EXERCISE REQUIREMENTS -
Repeat the records below verbatim, from their start through the line that contains "108 63 L 108", with both ends included. Leave out the pictures.

SUPPLIED INFORMATION -
%%

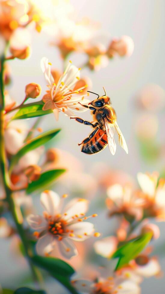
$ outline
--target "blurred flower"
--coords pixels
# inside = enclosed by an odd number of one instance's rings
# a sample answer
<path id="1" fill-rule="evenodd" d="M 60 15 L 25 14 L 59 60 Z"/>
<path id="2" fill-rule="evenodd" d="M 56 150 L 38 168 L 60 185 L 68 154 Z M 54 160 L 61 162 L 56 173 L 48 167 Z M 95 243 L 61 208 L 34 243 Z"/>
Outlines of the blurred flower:
<path id="1" fill-rule="evenodd" d="M 36 83 L 30 83 L 25 87 L 25 94 L 27 98 L 36 98 L 41 95 L 41 87 Z"/>
<path id="2" fill-rule="evenodd" d="M 52 191 L 42 193 L 41 202 L 45 208 L 44 217 L 30 215 L 27 218 L 30 226 L 38 232 L 39 238 L 36 245 L 38 254 L 43 255 L 52 252 L 58 245 L 62 254 L 69 259 L 77 254 L 73 243 L 70 240 L 83 241 L 93 232 L 93 225 L 83 220 L 88 208 L 85 199 L 74 198 L 62 210 L 63 198 Z"/>
<path id="3" fill-rule="evenodd" d="M 85 87 L 79 88 L 76 91 L 74 92 L 72 90 L 73 86 L 80 79 L 79 69 L 70 62 L 56 85 L 51 73 L 50 64 L 46 58 L 42 59 L 41 66 L 49 89 L 47 91 L 47 94 L 42 98 L 45 103 L 43 110 L 52 109 L 57 120 L 60 112 L 63 112 L 67 116 L 72 116 L 74 113 L 72 110 L 80 112 L 87 110 L 87 109 L 79 104 L 79 102 L 83 100 L 84 96 L 77 95 L 77 97 L 72 97 L 73 94 L 78 94 L 79 91 Z M 84 99 L 83 104 L 87 104 L 89 102 L 89 100 Z"/>
<path id="4" fill-rule="evenodd" d="M 108 63 L 108 58 L 106 55 L 100 55 L 96 57 L 90 57 L 87 65 L 91 70 L 97 71 L 106 67 Z"/>
<path id="5" fill-rule="evenodd" d="M 149 216 L 155 216 L 165 220 L 165 181 L 160 179 L 158 182 L 157 173 L 151 174 L 139 172 L 139 183 L 142 190 L 141 196 L 145 201 L 146 213 Z"/>
<path id="6" fill-rule="evenodd" d="M 141 139 L 145 140 L 153 139 L 156 134 L 158 126 L 158 120 L 156 116 L 145 114 L 138 117 L 136 122 L 136 131 L 138 136 Z"/>
<path id="7" fill-rule="evenodd" d="M 106 164 L 96 162 L 92 166 L 91 173 L 102 189 L 106 189 L 109 186 L 119 184 L 124 186 L 128 183 L 134 184 L 133 178 L 122 170 L 111 169 Z"/>
<path id="8" fill-rule="evenodd" d="M 137 99 L 140 107 L 148 111 L 156 112 L 164 106 L 165 92 L 157 85 L 148 85 L 138 93 Z"/>
<path id="9" fill-rule="evenodd" d="M 120 39 L 114 39 L 112 41 L 107 52 L 110 58 L 116 54 L 120 56 L 130 56 L 134 49 L 134 44 L 132 39 L 128 36 L 123 36 Z"/>
<path id="10" fill-rule="evenodd" d="M 106 204 L 110 215 L 124 214 L 139 220 L 143 215 L 144 201 L 133 193 L 132 185 L 126 185 L 124 188 L 119 184 L 110 186 L 107 190 L 108 198 Z"/>
<path id="11" fill-rule="evenodd" d="M 96 282 L 79 279 L 72 281 L 72 282 L 78 291 L 88 294 L 140 294 L 140 293 L 139 286 L 133 281 L 116 277 L 110 277 L 107 279 L 99 278 Z"/>
<path id="12" fill-rule="evenodd" d="M 22 147 L 27 132 L 27 127 L 25 123 L 12 121 L 7 125 L 5 131 L 5 148 L 10 154 L 15 154 Z"/>
<path id="13" fill-rule="evenodd" d="M 70 18 L 59 19 L 56 25 L 59 30 L 57 46 L 64 58 L 73 51 L 83 52 L 97 27 L 96 23 L 87 18 L 77 22 Z M 58 35 L 57 38 L 58 39 Z"/>
<path id="14" fill-rule="evenodd" d="M 116 250 L 118 244 L 118 238 L 111 236 L 96 241 L 94 244 L 94 248 L 97 254 L 108 258 Z"/>
<path id="15" fill-rule="evenodd" d="M 10 50 L 12 57 L 19 59 L 25 59 L 30 54 L 31 36 L 26 28 L 19 28 L 11 38 Z"/>
<path id="16" fill-rule="evenodd" d="M 0 238 L 6 238 L 10 236 L 13 231 L 5 218 L 0 218 Z"/>
<path id="17" fill-rule="evenodd" d="M 15 30 L 27 24 L 28 10 L 26 0 L 2 0 L 0 2 L 0 32 L 7 40 Z"/>

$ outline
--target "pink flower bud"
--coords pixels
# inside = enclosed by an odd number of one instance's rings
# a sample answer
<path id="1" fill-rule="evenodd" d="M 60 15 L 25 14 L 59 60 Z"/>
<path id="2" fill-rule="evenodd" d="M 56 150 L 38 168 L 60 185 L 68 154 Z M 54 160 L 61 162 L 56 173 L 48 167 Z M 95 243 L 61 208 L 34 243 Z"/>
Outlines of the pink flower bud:
<path id="1" fill-rule="evenodd" d="M 112 40 L 107 54 L 109 57 L 113 57 L 116 54 L 120 56 L 130 56 L 134 49 L 134 44 L 132 39 L 128 36 L 123 36 L 121 39 Z"/>
<path id="2" fill-rule="evenodd" d="M 26 59 L 30 54 L 30 47 L 29 46 L 23 49 L 15 49 L 11 47 L 10 51 L 13 57 L 18 59 Z"/>
<path id="3" fill-rule="evenodd" d="M 27 98 L 36 98 L 41 95 L 41 87 L 35 83 L 30 83 L 25 87 L 25 94 Z"/>

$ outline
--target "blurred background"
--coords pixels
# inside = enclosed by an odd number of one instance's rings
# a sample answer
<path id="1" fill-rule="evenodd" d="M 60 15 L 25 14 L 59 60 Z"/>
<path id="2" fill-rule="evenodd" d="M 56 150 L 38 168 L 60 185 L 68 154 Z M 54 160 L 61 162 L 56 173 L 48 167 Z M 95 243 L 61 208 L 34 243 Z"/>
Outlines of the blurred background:
<path id="1" fill-rule="evenodd" d="M 105 192 L 100 190 L 96 192 L 95 189 L 100 176 L 101 177 L 106 173 L 106 169 L 108 172 L 112 170 L 117 173 L 124 172 L 124 176 L 127 177 L 127 178 L 132 178 L 135 182 L 137 173 L 139 171 L 156 170 L 161 175 L 164 175 L 165 41 L 163 36 L 165 2 L 163 0 L 71 0 L 70 2 L 75 10 L 75 17 L 77 20 L 85 16 L 98 23 L 98 29 L 93 39 L 106 46 L 114 38 L 127 35 L 132 38 L 134 44 L 134 50 L 130 57 L 115 56 L 110 60 L 106 67 L 99 70 L 92 71 L 85 68 L 81 71 L 81 76 L 87 76 L 91 80 L 90 91 L 101 95 L 103 94 L 102 86 L 105 87 L 127 142 L 128 155 L 119 145 L 114 156 L 108 148 L 92 156 L 81 152 L 78 144 L 88 136 L 90 129 L 74 120 L 70 121 L 64 116 L 60 115 L 57 122 L 53 114 L 45 116 L 40 126 L 44 130 L 56 127 L 62 128 L 58 140 L 54 143 L 52 141 L 48 147 L 55 147 L 70 152 L 81 162 L 81 168 L 84 178 L 82 178 L 80 184 L 83 187 L 83 181 L 85 182 L 87 197 L 92 196 L 93 199 L 90 210 L 99 215 L 97 219 L 94 220 L 96 230 L 106 236 L 113 233 L 115 223 L 113 220 L 108 219 L 107 212 L 101 209 L 101 205 L 103 207 L 104 205 Z M 44 30 L 39 34 L 33 32 L 30 58 L 23 62 L 16 59 L 9 62 L 12 78 L 8 90 L 14 100 L 21 102 L 24 97 L 25 86 L 32 82 L 41 85 L 42 94 L 44 94 L 46 86 L 40 66 L 43 56 L 48 58 L 53 68 L 63 70 L 58 49 L 50 45 L 52 40 L 52 35 Z M 85 62 L 86 56 L 82 53 L 73 52 L 69 59 L 79 67 Z M 90 94 L 90 99 L 95 99 L 94 95 Z M 78 113 L 78 116 L 91 120 L 89 112 Z M 22 121 L 20 121 L 22 123 Z M 117 136 L 116 139 L 117 141 Z M 72 162 L 72 158 L 70 160 Z M 88 176 L 89 174 L 90 175 Z M 114 181 L 115 182 L 115 179 Z M 81 181 L 78 178 L 78 185 L 79 181 Z M 73 194 L 77 192 L 76 187 L 71 188 L 66 182 L 62 187 L 57 184 L 56 190 L 60 194 L 69 194 L 70 190 Z M 69 182 L 70 183 L 70 180 Z M 82 191 L 79 190 L 78 193 L 81 194 Z M 95 198 L 96 195 L 97 197 Z M 36 207 L 39 199 L 37 196 L 34 199 Z M 37 208 L 39 212 L 39 209 Z M 156 254 L 162 250 L 162 244 L 165 242 L 164 223 L 158 225 L 161 234 L 156 241 Z M 26 263 L 21 259 L 17 260 L 15 256 L 14 257 L 12 252 L 9 253 L 10 248 L 14 250 L 15 245 L 13 242 L 13 240 L 9 243 L 5 239 L 0 240 L 0 282 L 6 287 L 16 287 L 18 283 L 23 283 L 23 279 L 26 281 L 28 280 L 28 270 Z M 159 246 L 161 250 L 159 250 Z M 165 245 L 165 251 L 164 248 Z M 163 256 L 160 263 L 164 271 L 165 258 Z M 21 274 L 20 268 L 22 270 Z M 55 283 L 50 280 L 47 284 L 50 293 L 55 292 Z M 56 293 L 66 292 L 62 286 L 58 287 L 56 288 L 58 289 Z M 142 284 L 142 293 L 153 294 L 156 291 L 163 293 L 163 279 L 146 279 Z"/>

%%

SOLUTION TO THIS TASK -
$ outline
--target "blurred flower"
--coords pixels
# inside = enclosed by an odd number of one instance's rings
# a sample answer
<path id="1" fill-rule="evenodd" d="M 60 15 L 25 14 L 59 60 Z"/>
<path id="2" fill-rule="evenodd" d="M 56 150 L 38 168 L 60 185 L 68 154 Z M 54 160 L 61 162 L 56 173 L 48 167 Z M 95 243 L 61 208 L 34 243 Z"/>
Outlines of the blurred flower:
<path id="1" fill-rule="evenodd" d="M 36 83 L 30 83 L 25 87 L 25 94 L 27 98 L 36 98 L 41 95 L 41 87 Z"/>
<path id="2" fill-rule="evenodd" d="M 52 191 L 42 193 L 41 202 L 45 208 L 44 217 L 30 215 L 27 218 L 30 226 L 38 232 L 39 238 L 36 245 L 38 254 L 43 255 L 52 252 L 58 245 L 62 254 L 69 259 L 77 254 L 73 243 L 70 240 L 83 241 L 93 232 L 93 225 L 83 220 L 88 208 L 85 199 L 74 198 L 62 210 L 63 198 Z"/>
<path id="3" fill-rule="evenodd" d="M 85 87 L 79 88 L 76 91 L 74 92 L 72 90 L 73 86 L 80 79 L 79 69 L 70 62 L 56 85 L 51 73 L 50 64 L 46 58 L 42 59 L 41 66 L 49 89 L 47 91 L 47 94 L 42 98 L 45 103 L 43 110 L 52 109 L 57 120 L 60 112 L 63 112 L 67 116 L 72 116 L 74 113 L 72 110 L 80 112 L 87 110 L 87 109 L 79 104 L 79 102 L 83 100 L 84 96 L 77 95 L 77 97 L 72 97 L 73 94 L 78 94 L 79 91 Z M 84 99 L 83 104 L 87 104 L 89 102 L 89 100 Z"/>
<path id="4" fill-rule="evenodd" d="M 108 63 L 108 58 L 106 55 L 100 55 L 96 57 L 90 57 L 87 65 L 91 70 L 97 71 L 106 67 Z"/>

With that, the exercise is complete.